Reproduce all the lines below word for word, and leave the pictures out of your answer.

Record extracts:
* * * * *
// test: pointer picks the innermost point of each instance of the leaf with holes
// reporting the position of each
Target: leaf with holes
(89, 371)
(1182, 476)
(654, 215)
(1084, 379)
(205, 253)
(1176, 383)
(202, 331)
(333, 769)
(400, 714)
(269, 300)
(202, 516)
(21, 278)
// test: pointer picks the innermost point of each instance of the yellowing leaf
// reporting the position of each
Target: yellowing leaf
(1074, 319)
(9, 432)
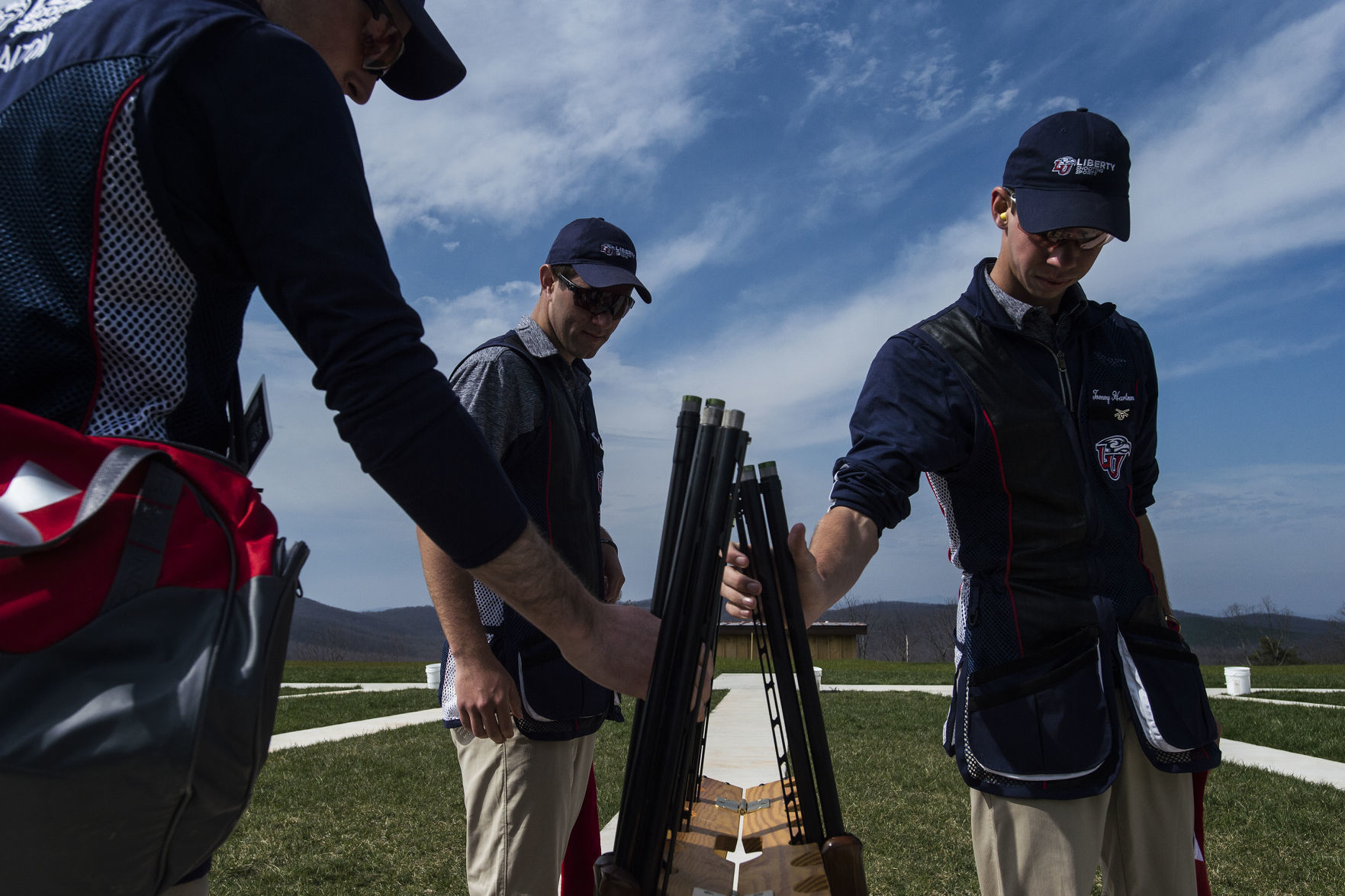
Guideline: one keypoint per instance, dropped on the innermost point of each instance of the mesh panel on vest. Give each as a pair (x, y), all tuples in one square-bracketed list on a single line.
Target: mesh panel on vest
[(978, 544), (50, 142), (143, 300)]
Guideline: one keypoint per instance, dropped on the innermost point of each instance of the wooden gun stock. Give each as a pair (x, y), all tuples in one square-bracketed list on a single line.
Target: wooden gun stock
[(842, 857)]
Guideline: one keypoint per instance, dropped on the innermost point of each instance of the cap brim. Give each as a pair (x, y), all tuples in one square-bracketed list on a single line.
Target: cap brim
[(428, 66), (608, 276), (1041, 210)]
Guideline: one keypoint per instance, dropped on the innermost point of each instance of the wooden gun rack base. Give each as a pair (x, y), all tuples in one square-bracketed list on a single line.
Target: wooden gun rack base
[(701, 868)]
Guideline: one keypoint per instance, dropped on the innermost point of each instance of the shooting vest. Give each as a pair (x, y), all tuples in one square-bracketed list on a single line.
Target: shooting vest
[(95, 300), (557, 473), (1057, 612)]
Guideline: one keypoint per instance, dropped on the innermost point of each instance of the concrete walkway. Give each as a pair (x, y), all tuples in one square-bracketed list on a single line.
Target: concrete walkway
[(1318, 771), (352, 730), (740, 750)]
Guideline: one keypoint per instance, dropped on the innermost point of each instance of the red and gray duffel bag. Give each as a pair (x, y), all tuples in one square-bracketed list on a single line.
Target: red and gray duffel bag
[(144, 614)]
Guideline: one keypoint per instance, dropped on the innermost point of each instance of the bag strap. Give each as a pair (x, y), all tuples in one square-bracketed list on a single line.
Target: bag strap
[(113, 470), (147, 537)]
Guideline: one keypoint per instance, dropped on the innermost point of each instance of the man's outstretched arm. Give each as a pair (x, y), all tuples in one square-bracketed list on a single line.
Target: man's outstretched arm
[(611, 644), (844, 542), (487, 697)]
* * * * *
Final answer:
// test: pointer picks the innermost point of each instance of the leaf with holes
// reporting the position of each
Target: leaf with holes
(89, 371)
(1182, 476)
(654, 215)
(1084, 379)
(205, 253)
(1176, 383)
(202, 331)
(333, 769)
(400, 714)
(269, 300)
(202, 516)
(21, 278)
// test: pointer picks the innermost point of each instance of the yellowing leaf
// reporting the position of each
Target: yellowing leaf
(1074, 319)
(9, 432)
Guideline: one keypoint per instance, dropped on the innermost point of each instance of the mesh panel on vest. Give each as a pair (x, y), all tuples in one square-bracketed list on a single line.
Target: mesh panel on vest
[(978, 544), (50, 142), (143, 300)]
Guideline: one keypoint per instance, dropped on the innermost point of each instance of the wooden gun stock. Give each as a pair (x, y), all tuples in one square-bracketed list on a single line.
Target: wooden gun stock
[(842, 857)]
Guideline: one keypoint per instance, dropped on the innermost point of each instance of the cap brim. Give each as a pair (x, y), all tuples in one square-bracketed list on a single line.
Target: cap brim
[(428, 66), (608, 276), (1041, 210)]
Guideline: one keypoint per instance, dropped on the innermost point of each instance of the wooden gun rack base. Give each as a pair (x, y), all tuples in one square-bracketed list on a single line.
Target: wooden gun rack base
[(701, 868)]
Guideline: one keypoint per instance, dropped on the innermost point of each instance of the shooting vest. Give each as a pair (x, y), all tuples in one square-bracketed list on a single line.
Target: shooting vest
[(95, 300), (557, 473), (1057, 612)]
Guideline: one keypoint per instance, dropped on the innermost point of each instance of the concrete walkway. Give each as a pair (x, y), all tuples in one square-bracketed list on a single line.
Target: concrete walkway
[(1318, 771), (352, 730), (740, 750)]
Guideline: one keypoint per instance, dropped on the innermost point of each instance of the red and gray duffel bag. Give each as a pair (x, y), all tuples in one square-bracketed list on a single line.
Target: red and gray duffel bag
[(144, 614)]
Guideline: one keypoint per instance, dropped on the innermost point of each instance of the bag strap. Give each as a pair (x, y), all tuples in one square-bracketed list on a single line.
Target: bag strap
[(113, 470), (147, 537)]
Guideline: one keypoint per instance, dropped on the innermost point of each instance of the man's outstretched arm. Give each as a pair (x, y), all tuples in one square-bracketed list on a single line.
Target: man's outstretched arm
[(611, 644), (844, 542), (487, 697)]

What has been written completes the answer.